**Records**
★ ★ ★ ★ ★ ★ ★

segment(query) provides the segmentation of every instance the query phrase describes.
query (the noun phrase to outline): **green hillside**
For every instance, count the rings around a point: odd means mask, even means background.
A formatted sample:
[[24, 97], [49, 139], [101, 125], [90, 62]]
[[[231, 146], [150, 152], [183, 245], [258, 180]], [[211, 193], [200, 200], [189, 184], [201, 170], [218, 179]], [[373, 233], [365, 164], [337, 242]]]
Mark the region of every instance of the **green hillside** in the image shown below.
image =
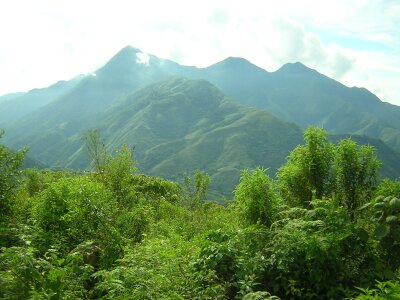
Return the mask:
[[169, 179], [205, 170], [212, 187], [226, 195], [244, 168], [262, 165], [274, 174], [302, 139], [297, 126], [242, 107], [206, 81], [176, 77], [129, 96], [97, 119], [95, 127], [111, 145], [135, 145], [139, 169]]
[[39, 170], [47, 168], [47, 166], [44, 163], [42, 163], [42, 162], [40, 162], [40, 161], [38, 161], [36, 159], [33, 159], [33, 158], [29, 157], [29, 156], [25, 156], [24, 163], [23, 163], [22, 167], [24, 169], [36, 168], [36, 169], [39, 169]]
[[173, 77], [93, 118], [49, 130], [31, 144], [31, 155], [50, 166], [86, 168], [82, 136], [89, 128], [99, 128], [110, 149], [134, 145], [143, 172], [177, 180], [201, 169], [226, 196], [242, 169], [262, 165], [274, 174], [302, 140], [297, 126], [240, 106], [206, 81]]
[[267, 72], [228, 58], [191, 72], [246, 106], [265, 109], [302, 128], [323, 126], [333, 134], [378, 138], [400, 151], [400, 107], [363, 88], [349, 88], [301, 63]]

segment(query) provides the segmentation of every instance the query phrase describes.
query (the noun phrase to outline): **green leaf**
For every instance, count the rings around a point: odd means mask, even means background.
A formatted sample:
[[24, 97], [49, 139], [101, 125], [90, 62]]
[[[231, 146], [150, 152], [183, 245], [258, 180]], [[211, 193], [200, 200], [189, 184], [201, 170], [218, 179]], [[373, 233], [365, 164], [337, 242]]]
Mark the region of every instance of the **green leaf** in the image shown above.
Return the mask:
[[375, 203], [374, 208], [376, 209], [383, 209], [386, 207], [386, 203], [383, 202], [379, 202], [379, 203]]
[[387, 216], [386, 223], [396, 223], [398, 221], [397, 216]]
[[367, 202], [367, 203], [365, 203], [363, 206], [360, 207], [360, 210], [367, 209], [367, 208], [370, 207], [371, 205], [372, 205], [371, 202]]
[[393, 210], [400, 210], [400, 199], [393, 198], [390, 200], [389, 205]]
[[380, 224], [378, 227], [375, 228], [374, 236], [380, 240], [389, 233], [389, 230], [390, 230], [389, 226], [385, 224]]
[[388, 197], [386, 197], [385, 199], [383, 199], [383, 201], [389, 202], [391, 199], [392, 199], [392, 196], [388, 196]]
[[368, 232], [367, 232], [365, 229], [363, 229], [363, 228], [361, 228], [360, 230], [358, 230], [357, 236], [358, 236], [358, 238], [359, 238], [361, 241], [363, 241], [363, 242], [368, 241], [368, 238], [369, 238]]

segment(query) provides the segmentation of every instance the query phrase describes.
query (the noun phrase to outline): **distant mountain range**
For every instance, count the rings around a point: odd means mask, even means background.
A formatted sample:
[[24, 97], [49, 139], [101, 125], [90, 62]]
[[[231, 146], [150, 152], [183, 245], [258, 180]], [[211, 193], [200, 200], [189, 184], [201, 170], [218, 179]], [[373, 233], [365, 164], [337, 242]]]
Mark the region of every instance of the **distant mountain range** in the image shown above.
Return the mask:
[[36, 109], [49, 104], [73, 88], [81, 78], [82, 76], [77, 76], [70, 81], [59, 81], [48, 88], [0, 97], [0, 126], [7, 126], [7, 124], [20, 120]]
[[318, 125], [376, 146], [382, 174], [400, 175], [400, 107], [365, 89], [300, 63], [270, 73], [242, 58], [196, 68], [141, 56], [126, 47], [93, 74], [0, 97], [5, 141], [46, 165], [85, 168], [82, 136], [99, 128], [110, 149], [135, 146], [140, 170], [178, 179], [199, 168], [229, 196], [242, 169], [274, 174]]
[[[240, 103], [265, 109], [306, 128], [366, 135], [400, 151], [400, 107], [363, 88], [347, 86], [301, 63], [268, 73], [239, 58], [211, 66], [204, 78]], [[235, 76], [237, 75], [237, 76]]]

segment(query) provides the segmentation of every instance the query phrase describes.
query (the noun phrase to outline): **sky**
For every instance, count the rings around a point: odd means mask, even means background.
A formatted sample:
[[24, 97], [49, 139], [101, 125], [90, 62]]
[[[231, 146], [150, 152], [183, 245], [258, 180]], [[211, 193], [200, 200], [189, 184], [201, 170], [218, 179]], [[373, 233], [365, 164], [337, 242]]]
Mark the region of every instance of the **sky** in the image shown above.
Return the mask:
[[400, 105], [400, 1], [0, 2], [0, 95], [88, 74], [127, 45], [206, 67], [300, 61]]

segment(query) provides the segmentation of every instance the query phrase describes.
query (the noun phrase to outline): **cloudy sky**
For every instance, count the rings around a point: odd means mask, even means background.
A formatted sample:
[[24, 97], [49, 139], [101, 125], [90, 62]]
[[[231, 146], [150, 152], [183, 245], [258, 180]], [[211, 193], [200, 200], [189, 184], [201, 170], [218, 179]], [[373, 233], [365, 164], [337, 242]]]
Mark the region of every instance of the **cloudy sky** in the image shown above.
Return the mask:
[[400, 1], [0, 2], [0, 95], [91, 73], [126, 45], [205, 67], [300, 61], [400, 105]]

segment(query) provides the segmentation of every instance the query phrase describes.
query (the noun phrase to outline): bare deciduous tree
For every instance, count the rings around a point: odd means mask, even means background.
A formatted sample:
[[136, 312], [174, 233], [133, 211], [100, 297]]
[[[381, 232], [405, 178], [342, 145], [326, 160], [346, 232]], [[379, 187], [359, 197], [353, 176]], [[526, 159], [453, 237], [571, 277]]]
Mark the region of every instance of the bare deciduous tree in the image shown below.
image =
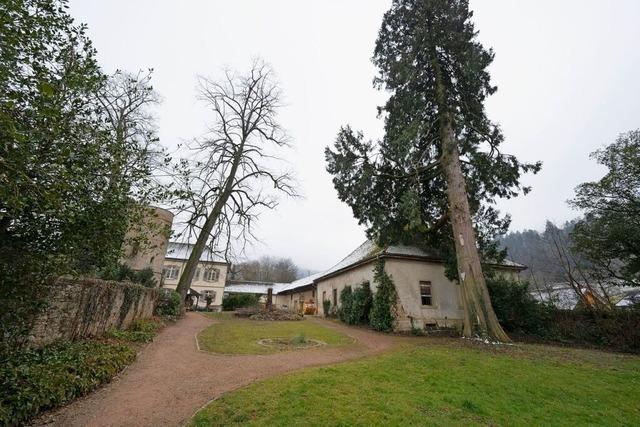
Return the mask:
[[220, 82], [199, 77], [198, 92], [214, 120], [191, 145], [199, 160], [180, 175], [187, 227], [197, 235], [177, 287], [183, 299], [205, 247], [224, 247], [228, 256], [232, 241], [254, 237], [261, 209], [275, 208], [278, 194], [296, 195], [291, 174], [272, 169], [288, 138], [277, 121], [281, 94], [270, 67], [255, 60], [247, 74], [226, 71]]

★ ★ ★ ★ ★ ★ ★

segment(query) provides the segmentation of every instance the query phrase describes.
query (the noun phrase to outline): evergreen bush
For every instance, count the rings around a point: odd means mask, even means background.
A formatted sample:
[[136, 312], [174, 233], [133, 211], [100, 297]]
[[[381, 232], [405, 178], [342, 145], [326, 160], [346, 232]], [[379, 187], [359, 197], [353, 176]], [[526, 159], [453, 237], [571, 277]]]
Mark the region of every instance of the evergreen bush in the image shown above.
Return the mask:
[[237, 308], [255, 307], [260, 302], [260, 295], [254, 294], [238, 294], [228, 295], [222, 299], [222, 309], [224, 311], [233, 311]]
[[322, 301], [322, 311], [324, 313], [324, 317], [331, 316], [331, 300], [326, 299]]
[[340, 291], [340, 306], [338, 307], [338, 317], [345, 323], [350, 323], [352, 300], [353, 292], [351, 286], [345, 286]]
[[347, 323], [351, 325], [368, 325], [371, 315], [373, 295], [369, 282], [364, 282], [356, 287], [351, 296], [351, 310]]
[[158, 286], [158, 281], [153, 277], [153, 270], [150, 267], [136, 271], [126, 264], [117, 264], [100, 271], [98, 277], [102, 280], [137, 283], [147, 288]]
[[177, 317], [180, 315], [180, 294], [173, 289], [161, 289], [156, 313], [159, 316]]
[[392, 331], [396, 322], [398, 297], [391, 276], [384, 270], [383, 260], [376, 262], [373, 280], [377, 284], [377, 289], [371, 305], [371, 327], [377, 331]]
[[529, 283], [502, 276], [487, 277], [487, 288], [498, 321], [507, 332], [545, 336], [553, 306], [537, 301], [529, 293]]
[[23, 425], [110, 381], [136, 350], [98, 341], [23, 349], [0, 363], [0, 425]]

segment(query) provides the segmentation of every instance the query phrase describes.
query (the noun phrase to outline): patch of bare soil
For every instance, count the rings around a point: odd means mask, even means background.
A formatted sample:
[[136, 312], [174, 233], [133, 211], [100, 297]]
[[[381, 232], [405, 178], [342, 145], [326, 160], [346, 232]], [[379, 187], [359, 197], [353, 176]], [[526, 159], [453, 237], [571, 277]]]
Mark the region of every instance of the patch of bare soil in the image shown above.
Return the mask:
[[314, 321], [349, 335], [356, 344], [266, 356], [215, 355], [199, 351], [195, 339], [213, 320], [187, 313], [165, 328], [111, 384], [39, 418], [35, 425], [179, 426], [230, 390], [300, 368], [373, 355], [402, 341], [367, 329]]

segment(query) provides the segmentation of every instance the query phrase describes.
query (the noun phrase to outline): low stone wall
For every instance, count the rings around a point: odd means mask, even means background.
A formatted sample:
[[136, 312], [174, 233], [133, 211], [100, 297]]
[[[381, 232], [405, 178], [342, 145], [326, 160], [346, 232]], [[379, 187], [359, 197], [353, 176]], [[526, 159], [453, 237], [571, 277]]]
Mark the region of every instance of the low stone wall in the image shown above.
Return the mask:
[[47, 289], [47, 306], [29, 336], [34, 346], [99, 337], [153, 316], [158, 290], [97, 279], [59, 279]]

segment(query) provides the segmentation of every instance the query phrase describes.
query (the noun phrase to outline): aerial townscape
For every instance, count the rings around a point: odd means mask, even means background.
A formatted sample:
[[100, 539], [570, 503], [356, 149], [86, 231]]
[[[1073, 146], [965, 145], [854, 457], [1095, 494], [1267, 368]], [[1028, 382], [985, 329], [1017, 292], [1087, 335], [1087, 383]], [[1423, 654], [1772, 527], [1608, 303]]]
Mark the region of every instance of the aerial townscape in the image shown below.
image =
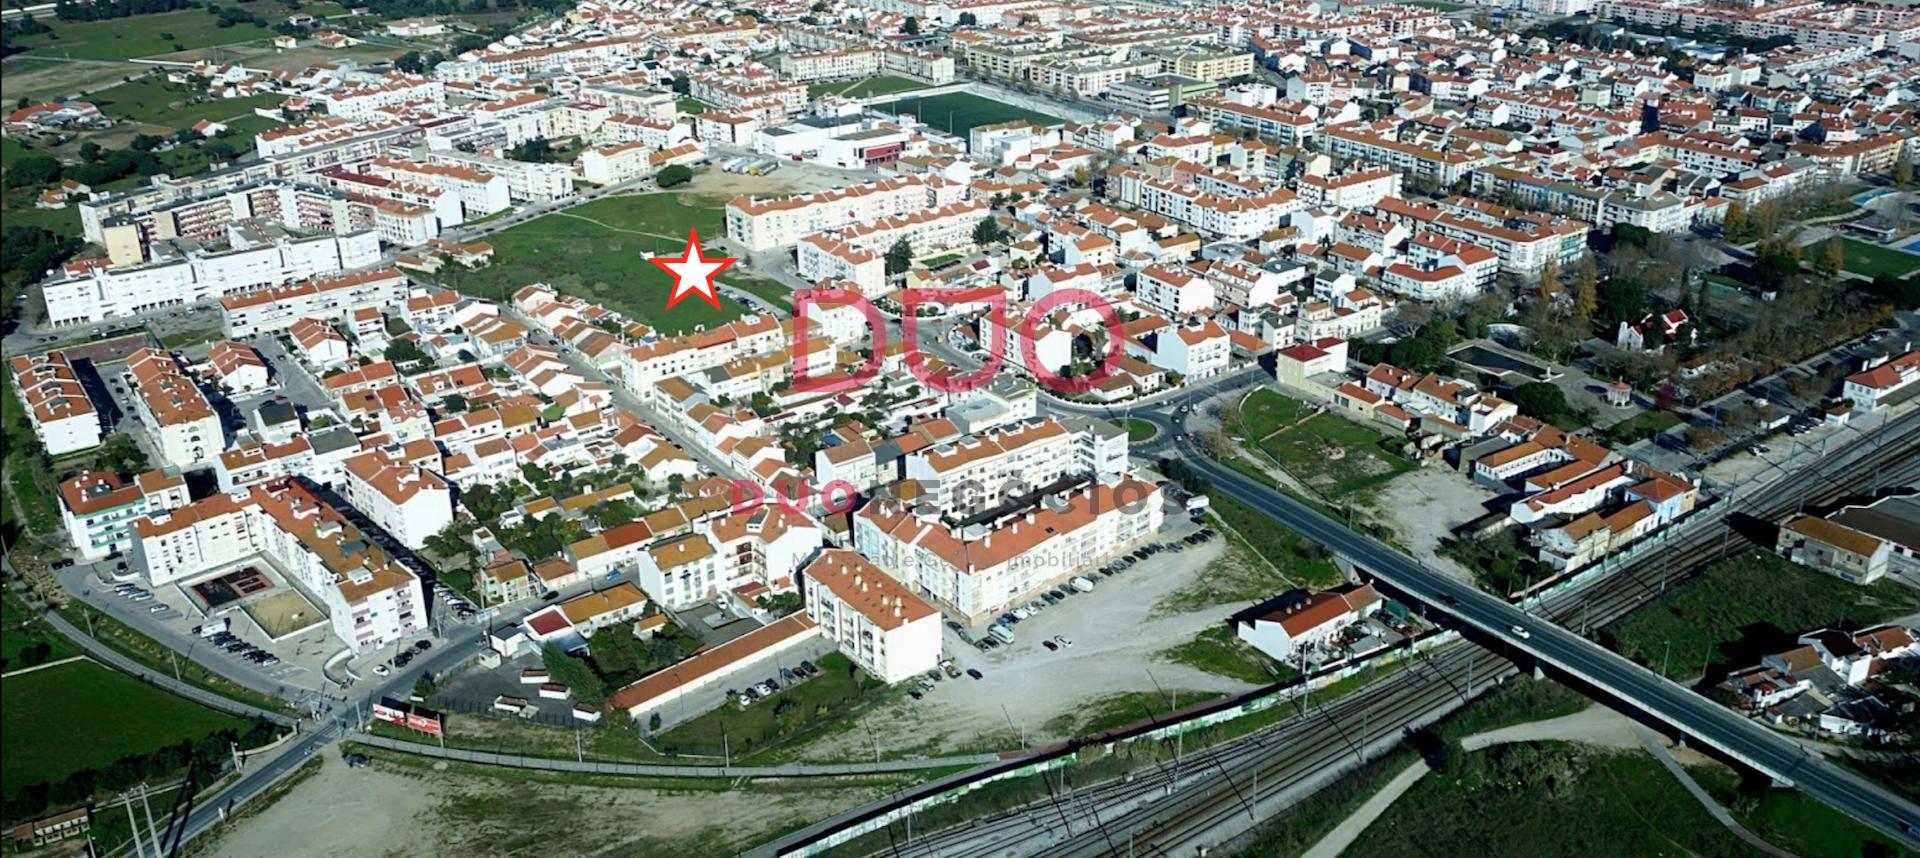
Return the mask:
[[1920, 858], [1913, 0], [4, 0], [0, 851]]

★ ★ ★ ★ ★ ★ ★

**What the task requires**
For every line of the material above that contains the word "evergreen", show the line.

**The completed task**
query (the noun phrase to outline): evergreen bush
Mark the region of every instance of the evergreen bush in the image shown above.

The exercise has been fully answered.